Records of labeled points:
....................
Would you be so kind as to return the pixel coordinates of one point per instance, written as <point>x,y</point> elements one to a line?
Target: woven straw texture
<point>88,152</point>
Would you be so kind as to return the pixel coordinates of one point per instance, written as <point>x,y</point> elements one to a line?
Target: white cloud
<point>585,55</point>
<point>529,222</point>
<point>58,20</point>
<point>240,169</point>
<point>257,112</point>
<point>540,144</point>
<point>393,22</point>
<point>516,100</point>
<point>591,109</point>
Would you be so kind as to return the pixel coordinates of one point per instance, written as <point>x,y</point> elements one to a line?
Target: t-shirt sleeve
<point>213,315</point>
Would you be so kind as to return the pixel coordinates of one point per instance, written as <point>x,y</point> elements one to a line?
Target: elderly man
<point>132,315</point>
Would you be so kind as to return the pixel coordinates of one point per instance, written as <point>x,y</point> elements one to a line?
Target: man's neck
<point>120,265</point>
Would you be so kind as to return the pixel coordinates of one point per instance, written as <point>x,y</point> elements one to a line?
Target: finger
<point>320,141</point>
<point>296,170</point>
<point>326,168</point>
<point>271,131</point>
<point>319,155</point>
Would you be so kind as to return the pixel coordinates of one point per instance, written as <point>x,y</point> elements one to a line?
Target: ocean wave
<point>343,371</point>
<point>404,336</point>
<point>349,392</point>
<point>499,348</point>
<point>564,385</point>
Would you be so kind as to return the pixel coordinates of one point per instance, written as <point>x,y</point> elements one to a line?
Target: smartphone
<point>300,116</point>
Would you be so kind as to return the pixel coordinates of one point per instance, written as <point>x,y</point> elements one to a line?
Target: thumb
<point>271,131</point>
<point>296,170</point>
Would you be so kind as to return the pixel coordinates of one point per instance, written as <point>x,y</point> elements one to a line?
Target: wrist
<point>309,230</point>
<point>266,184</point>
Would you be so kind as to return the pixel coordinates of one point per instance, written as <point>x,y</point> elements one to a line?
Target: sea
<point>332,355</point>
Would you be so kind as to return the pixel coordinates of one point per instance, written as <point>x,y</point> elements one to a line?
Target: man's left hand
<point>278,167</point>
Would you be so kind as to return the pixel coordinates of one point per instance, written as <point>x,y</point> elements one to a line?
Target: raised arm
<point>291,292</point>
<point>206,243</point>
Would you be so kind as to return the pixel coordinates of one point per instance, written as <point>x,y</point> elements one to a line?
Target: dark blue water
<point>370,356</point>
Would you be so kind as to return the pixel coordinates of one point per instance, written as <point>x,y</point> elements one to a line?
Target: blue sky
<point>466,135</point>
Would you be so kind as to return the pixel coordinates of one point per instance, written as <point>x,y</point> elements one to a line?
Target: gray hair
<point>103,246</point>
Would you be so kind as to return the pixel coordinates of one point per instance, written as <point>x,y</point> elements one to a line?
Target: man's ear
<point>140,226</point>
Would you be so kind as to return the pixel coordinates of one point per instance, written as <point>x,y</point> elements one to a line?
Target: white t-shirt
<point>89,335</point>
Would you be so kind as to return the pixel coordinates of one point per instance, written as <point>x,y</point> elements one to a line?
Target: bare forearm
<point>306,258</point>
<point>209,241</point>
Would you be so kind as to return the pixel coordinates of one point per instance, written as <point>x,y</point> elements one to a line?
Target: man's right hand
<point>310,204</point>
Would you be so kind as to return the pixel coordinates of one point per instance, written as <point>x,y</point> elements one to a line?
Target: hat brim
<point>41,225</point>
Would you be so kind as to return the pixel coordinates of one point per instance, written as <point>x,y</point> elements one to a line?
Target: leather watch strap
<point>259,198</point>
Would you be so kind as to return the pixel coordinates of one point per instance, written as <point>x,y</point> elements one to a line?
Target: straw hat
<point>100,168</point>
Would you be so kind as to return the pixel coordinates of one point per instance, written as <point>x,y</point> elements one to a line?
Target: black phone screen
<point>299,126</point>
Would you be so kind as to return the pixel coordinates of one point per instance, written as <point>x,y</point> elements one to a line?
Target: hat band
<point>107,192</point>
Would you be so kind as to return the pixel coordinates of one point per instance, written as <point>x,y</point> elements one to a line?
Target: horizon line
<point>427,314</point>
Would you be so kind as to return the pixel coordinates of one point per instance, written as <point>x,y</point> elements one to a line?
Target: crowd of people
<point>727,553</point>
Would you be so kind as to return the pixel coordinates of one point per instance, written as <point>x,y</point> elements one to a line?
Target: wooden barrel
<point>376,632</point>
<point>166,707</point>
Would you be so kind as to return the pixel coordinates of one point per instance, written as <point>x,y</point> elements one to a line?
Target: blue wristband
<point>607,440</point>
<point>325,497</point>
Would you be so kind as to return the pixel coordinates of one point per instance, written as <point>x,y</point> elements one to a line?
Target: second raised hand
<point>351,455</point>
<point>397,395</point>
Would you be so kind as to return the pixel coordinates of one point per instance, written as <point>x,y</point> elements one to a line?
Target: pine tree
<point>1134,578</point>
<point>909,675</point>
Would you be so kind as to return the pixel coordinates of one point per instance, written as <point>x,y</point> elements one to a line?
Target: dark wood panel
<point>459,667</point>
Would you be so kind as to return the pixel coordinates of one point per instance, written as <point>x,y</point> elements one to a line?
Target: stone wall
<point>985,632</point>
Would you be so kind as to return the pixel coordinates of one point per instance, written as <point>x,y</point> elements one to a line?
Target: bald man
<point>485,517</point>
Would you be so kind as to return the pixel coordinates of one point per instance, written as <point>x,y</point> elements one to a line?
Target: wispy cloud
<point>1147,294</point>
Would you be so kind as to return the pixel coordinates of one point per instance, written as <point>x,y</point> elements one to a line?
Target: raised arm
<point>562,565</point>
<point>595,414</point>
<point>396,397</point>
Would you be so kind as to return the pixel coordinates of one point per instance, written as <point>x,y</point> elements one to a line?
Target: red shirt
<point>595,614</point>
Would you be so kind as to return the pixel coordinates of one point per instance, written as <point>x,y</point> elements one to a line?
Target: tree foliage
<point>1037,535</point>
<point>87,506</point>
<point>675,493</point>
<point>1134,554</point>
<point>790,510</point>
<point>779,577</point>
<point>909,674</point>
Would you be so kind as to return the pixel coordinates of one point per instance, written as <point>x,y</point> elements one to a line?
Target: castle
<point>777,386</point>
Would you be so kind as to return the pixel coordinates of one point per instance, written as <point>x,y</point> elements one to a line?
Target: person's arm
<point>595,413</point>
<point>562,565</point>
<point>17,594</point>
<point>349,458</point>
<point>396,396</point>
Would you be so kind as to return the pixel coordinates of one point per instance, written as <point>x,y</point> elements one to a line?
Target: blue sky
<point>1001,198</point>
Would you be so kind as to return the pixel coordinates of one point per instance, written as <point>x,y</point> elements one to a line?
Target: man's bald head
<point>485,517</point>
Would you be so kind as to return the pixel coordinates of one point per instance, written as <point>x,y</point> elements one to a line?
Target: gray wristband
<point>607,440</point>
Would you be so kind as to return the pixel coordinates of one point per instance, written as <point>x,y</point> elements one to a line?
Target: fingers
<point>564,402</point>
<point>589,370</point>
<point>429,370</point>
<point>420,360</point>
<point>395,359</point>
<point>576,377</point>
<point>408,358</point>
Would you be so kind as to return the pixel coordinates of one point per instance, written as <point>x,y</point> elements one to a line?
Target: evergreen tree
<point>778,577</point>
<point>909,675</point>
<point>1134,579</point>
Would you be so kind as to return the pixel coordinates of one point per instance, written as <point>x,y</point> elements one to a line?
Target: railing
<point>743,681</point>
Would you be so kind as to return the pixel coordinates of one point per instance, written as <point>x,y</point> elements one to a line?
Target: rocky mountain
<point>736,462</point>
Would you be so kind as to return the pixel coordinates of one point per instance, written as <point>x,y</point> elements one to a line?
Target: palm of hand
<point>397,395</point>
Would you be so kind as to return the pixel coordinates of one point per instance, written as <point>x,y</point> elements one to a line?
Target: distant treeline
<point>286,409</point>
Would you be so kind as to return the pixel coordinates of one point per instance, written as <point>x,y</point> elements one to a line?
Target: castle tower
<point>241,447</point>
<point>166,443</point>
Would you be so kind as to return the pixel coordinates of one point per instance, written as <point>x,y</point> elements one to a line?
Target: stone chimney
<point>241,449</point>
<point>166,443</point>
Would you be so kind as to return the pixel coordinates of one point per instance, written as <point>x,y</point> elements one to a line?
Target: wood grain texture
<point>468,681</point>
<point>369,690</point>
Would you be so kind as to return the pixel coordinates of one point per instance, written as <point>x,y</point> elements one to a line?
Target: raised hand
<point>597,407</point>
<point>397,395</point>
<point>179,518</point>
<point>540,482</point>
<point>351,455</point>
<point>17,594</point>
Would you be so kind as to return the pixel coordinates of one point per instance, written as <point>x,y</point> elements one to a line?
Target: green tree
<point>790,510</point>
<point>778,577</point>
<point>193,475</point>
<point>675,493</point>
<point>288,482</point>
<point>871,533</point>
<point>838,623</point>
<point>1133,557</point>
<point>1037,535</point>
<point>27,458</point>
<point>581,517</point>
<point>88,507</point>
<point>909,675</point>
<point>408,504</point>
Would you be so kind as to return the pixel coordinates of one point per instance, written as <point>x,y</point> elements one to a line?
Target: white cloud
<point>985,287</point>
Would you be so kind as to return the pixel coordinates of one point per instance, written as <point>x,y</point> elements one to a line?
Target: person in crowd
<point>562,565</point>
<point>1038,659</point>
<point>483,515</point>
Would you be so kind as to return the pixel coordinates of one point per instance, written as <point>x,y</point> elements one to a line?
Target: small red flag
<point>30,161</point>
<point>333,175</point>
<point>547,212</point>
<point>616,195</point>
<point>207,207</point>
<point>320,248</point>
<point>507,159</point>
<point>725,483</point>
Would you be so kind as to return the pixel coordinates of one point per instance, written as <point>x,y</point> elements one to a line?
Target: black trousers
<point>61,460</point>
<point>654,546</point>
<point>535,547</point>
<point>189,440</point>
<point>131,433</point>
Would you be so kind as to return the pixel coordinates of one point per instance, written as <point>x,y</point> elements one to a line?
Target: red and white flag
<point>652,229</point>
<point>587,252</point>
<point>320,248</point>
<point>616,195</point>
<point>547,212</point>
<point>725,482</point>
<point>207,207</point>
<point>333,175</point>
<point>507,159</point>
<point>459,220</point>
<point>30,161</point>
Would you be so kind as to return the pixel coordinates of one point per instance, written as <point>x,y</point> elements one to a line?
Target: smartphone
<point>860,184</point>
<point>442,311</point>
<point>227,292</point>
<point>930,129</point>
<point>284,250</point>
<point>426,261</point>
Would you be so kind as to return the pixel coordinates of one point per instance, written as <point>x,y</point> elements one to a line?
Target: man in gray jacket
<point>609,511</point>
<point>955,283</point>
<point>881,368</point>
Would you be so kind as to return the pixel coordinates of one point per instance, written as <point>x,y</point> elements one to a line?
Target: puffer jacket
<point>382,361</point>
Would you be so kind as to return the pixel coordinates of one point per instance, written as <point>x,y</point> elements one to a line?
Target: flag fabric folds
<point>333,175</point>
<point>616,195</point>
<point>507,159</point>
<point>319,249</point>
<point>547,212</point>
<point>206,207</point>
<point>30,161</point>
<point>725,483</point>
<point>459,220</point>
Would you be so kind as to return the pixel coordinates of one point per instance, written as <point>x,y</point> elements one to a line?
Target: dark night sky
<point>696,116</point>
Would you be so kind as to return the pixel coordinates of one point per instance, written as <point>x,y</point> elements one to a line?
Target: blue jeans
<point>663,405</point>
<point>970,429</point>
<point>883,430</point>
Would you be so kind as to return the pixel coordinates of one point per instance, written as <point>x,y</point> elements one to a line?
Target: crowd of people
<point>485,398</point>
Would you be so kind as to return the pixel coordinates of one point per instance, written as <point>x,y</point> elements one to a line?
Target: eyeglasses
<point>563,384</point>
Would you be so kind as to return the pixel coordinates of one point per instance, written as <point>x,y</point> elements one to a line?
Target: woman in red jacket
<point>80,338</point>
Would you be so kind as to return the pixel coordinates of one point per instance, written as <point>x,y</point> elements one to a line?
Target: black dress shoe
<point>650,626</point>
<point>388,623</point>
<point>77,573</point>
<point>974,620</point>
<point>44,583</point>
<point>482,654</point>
....................
→ **Task brief**: Count the lines of the rows above that contain the string "blue", treating uppercase and lowercase as different, and give only the number.

→ **Expected answer**: 5